> [Selected excerpt]
»»
Most Helpful Customer Reviews
33 of 35 people found the following review helpful
Format:Paperback|Amazon Verified Purchase
Narcopolis by Jeet Thayil, a Booker 2012 longlist nominee, is a portrait of drug addicts in Bombay. Omniscient narrator Dom describes a variety of characters encountered in Bombay's drug dens. Prostitute Dimple, Chinese refugee Mr Lee, drug dealer Rashid etc.

There are, without a doubt some absolute gems hidden within the prose of Narcopolis, a passage about the nature of doubt stood out for me, and the novel got off to a good start, but there is no plot as such; despite the quality of the prose I found myself disengaging from the novel and at a certain undefinable point it stopped being something I was reading, and became a chore I had to get through.
««
> [Source data]
»»
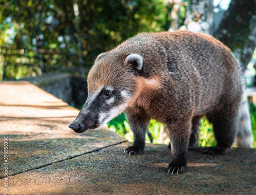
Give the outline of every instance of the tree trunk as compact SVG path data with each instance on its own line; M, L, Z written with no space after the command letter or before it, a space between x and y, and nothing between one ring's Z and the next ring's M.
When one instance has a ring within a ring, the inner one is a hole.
««
> [Complete the following]
A: Answer the following questions using the Narcopolis review:
(i) Which award longlist is the novel said to have been nominated for?
(ii) What is the name of the novel's omniscient narrator?
(iii) What subject does the passage that stood out to the reviewer concern?
B: Summarize the Narcopolis review in two sentences.
C: Write a continuation of the Narcopolis review, picking up after its final sentence.

> [Expected responses]
A:
(i) The Booker 2012 longlist.
(ii) Dom.
(iii) The nature of doubt.

B: Narcopolis by Jeet Thayil, a Booker 2012 longlist nominee, portrays drug addicts in Bombay through an omniscient narrator, Dom, who describes characters such as the prostitute Dimple, the Chinese refugee Mr Lee, and the drug dealer Rashid. The reviewer found some gems in the prose and a good start but no real plot, and the novel eventually became a chore to get through.

C:
For readers unfamiliar with India, use of slang and cultural references, will sometimes create a barrier of understanding, or did for me at any rate. I suppose if I wanted to give it a catchy, easily understood summary I'd say "It's an Indian Trainspotting". Likewise did Trainspotting, with its use of local dialect create a comprehension barrier for the average reader.

Narcopolis is the 8th book on the longlist which I have now read, with the exception of Bring Up The Bodies which I read regardless of its presence on the list, at the time of publication, I have been pretty disappointed with this years list, plenty of "good" solid books like The Lighthouse say, but nothing which has transcended words on a page, and entered a part of my mind or heart.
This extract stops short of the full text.